▶ _Extracted material_
..............................

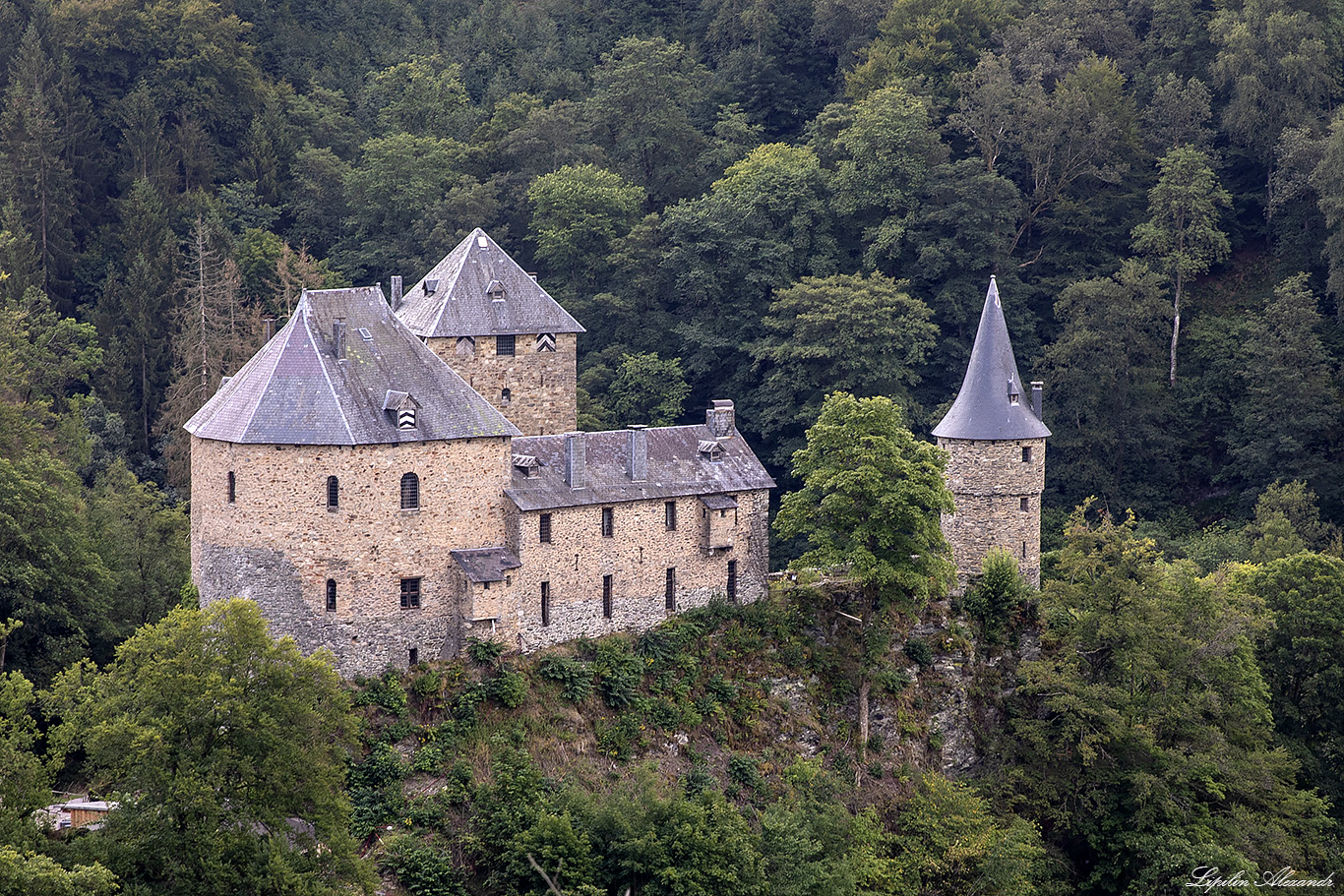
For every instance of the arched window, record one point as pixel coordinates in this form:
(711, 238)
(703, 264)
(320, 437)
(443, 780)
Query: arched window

..............................

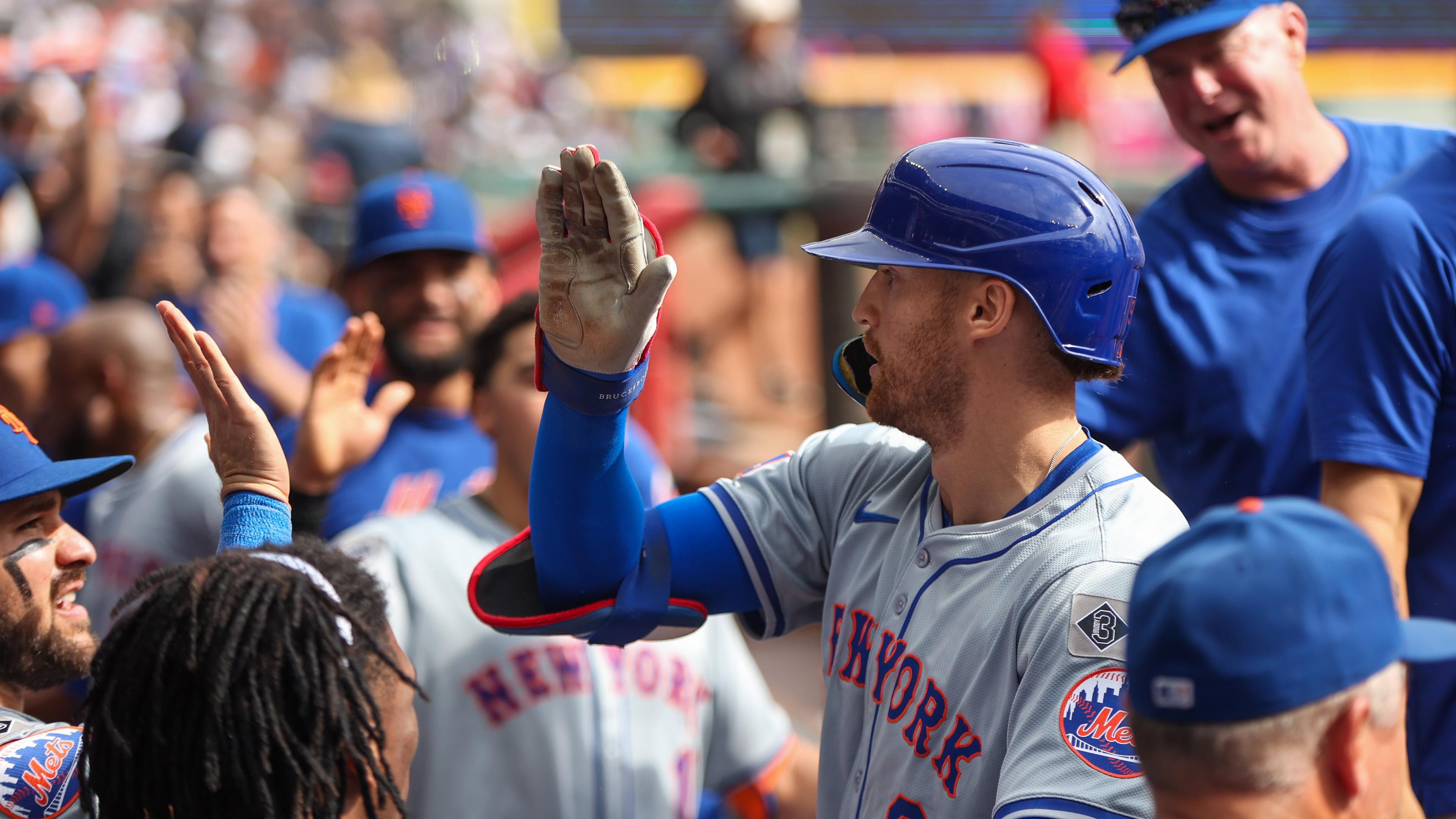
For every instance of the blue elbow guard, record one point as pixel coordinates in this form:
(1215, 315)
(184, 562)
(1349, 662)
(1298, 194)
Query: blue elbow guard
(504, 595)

..............................

▶ _What to produce_
Rewrite the stretch from the line containing "For every instance of the arched" through the line containing "Query: arched window", putting "rounded window" wherever "arched window" appears and keeping everything else the same.

▶ _Answer to this problem_
For every instance of the rounded window, record one point as pixel coordinates in this form:
(711, 238)
(703, 264)
(320, 437)
(443, 780)
Query: rounded window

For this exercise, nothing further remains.